# Action item A
Reproduce a passage of the text on 9-11 fund compensations. Begin at the words "9-11 fund compensations" and stop after "New York Times.".
# Action item B
Translate this sentence from the text on 9-11 fund compensations into Spanish: "In the book he urges that if Congress decides to hand out awards in the event of a terrorist attack, however, it should make the same payment to everyone, regardless of income."
# Action item C
Carry the text on 9-11 fund compensations further, picking up after its final line.

# Source text

######

In case you missed it ...

9-11 fund compensations based on earning potential

A new book by Washington lawyer Kenneth R. Feinberg, who headed the 9-11 fund to compensate the victims of the tragedy and their families, said that survivors were paid based on the earning potential of the victim, according to an article in the New York Times.

“By law, he was required to calibrate awards according to the financial worth of the deceased victim,” the Times said. “… telling the wife of a fireman, for example, that her husband was worth less than a stockbroker.”

Feinberg’s book, “What is Life Worth: The Unprecedented Effort to Compensate the Victims of 9/11,” is a firsthand account of the difficulties he faced creating such a compensation system for an unprecedented tragedy. In the book he urges that if Congress decides to hand out awards in the event of a terrorist attack, however, it should make the same payment to everyone, regardless of income.

“Calculating the Incalculable in the Aftermath of Sept. 11,” New York Times, June 15, 2005.

######

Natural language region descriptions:

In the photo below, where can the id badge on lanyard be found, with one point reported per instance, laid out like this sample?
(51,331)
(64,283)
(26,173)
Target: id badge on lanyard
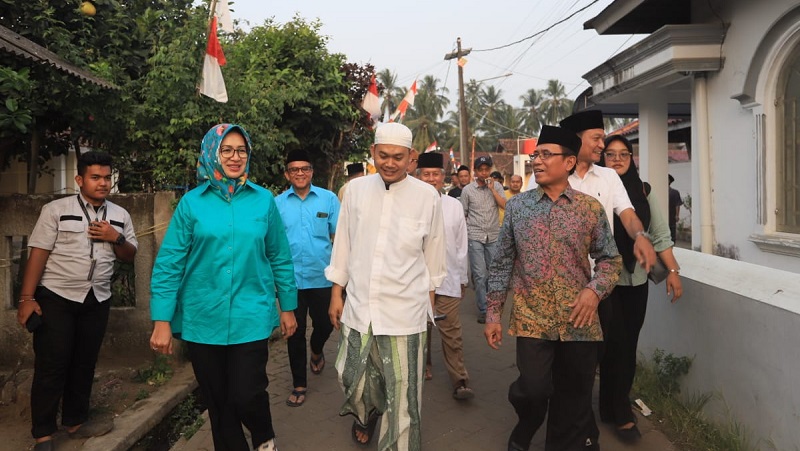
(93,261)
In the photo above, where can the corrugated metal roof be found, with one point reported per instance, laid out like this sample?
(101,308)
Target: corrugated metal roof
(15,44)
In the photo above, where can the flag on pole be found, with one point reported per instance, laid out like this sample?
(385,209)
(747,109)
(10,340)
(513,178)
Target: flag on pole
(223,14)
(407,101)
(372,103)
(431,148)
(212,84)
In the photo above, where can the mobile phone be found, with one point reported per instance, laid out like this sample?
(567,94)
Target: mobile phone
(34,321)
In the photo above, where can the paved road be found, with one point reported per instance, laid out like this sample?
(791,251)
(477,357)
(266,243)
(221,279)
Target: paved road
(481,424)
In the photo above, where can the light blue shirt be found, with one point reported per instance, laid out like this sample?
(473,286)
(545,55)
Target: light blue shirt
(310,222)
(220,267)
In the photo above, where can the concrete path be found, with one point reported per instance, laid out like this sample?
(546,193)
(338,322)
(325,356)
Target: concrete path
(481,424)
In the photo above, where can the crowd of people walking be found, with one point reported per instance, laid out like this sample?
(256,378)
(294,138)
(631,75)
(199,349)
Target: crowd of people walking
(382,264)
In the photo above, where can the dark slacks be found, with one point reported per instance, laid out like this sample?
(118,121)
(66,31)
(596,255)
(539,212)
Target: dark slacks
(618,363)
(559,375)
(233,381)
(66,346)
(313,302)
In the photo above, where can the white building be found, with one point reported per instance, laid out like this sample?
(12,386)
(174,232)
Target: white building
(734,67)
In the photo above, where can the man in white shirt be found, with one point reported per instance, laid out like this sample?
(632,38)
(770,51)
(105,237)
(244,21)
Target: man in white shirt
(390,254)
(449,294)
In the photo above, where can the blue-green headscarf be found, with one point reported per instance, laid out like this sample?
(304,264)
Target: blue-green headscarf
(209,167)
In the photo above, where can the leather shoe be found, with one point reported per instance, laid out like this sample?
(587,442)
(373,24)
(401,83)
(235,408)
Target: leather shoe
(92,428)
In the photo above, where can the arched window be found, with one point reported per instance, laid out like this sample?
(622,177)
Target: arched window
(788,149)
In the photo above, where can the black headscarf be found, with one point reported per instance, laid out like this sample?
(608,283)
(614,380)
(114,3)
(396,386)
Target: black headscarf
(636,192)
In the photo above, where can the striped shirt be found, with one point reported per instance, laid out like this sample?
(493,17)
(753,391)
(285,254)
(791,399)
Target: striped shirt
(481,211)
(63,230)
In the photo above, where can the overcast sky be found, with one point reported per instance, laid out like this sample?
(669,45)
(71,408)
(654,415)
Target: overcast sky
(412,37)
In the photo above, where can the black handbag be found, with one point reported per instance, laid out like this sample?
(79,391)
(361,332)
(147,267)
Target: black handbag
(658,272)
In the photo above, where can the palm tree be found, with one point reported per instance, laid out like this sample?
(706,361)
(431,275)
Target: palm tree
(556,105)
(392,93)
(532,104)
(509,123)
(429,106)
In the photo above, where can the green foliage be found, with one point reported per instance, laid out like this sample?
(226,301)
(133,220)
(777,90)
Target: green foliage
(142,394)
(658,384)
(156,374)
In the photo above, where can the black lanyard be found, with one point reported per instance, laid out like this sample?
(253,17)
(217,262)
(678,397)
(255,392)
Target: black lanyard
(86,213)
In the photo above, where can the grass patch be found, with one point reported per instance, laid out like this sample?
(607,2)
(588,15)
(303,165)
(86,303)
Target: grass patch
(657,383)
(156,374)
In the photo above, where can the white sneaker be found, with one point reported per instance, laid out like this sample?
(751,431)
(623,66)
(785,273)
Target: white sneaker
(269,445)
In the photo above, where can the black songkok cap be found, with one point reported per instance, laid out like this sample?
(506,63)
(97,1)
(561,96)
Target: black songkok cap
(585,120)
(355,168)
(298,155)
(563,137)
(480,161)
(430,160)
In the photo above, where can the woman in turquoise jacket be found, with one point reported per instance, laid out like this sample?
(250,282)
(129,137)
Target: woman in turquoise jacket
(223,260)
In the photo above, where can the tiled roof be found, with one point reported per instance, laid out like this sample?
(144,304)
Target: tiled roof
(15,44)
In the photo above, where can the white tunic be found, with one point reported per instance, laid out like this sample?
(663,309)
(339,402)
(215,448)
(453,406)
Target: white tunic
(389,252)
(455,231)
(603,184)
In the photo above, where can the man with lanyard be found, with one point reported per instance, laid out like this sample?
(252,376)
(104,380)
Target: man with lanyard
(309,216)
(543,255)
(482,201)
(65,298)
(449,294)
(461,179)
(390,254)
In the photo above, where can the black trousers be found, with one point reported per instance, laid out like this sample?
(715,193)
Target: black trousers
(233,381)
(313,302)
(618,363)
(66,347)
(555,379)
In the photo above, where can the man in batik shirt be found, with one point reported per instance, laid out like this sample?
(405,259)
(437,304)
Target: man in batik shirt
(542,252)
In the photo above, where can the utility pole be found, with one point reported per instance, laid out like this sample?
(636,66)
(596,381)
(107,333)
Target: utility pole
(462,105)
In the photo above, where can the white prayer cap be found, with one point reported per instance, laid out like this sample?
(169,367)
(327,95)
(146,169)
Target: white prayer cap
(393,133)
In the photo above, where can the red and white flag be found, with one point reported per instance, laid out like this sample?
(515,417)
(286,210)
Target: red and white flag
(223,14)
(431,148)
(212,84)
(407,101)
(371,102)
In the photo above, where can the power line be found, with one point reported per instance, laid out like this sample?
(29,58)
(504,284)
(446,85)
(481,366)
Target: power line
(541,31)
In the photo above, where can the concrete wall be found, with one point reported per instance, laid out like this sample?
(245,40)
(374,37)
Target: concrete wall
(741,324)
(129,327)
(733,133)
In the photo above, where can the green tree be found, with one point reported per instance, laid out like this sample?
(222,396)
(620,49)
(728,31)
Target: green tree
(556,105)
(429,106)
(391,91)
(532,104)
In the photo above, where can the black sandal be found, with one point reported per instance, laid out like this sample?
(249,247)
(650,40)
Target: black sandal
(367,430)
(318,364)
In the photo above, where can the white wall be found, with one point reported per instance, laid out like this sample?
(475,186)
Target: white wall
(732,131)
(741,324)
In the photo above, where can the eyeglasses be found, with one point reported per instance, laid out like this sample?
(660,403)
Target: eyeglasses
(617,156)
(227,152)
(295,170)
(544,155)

######

# Response A
9-11 fund compensations based on earning potential

A new book by Washington lawyer Kenneth R. Feinberg, who headed the 9-11 fund to compensate the victims of the tragedy and their families, said that survivors were paid based on the earning potential of the victim, according to an article in the New York Times.

# Response B
En el libro insta, sin embargo, a que si el Congreso decide conceder indemnizaciones en caso de un ataque terrorista, realice el mismo pago a todos, sin importar sus ingresos.

# Response C
GOP judge compares administration to “Nazis”

A candidate for Chief Justice of the North Carolina Supreme Court said last week she will leave the Republican Party, likening the Bush administration to “Nazis.” Longtime Republican Rachel Lea Hunter also harshly criticized the federal government’s occupation of Iraq, saying that those who disagree with the administration are branded as “traitors.”

Hunter also defended Republican Congressman Walter Jones, who was attacked by pro-Bush Republicans after calling for U.S. troops to be brought home from Iraq. Jones had called for “French Fries” to be renamed “freedom fries” at the start of the war, to snub European nations who did not support the Bush administration, but turned against the war recently after talking with returning veterans.

“…the administration in Washington will brook no criticism of its policies,” Hunter said in her statement. “So it has sent out its dutiful attack dogs to shoot the messenger. What have we heard? That Walter Jones is a member of the lunatic fringe. That Walter Jones should resign … What I find disturbing is that we are criticized for nothing more than the exercise of our Constitutional rights. Those who disagree with any aspect of the administration are branded as traitors and must be silenced.”

“Republican Candidate Calls Bush Administration ‘Nazis.’” Lincoln Tribune, June 23, 2005.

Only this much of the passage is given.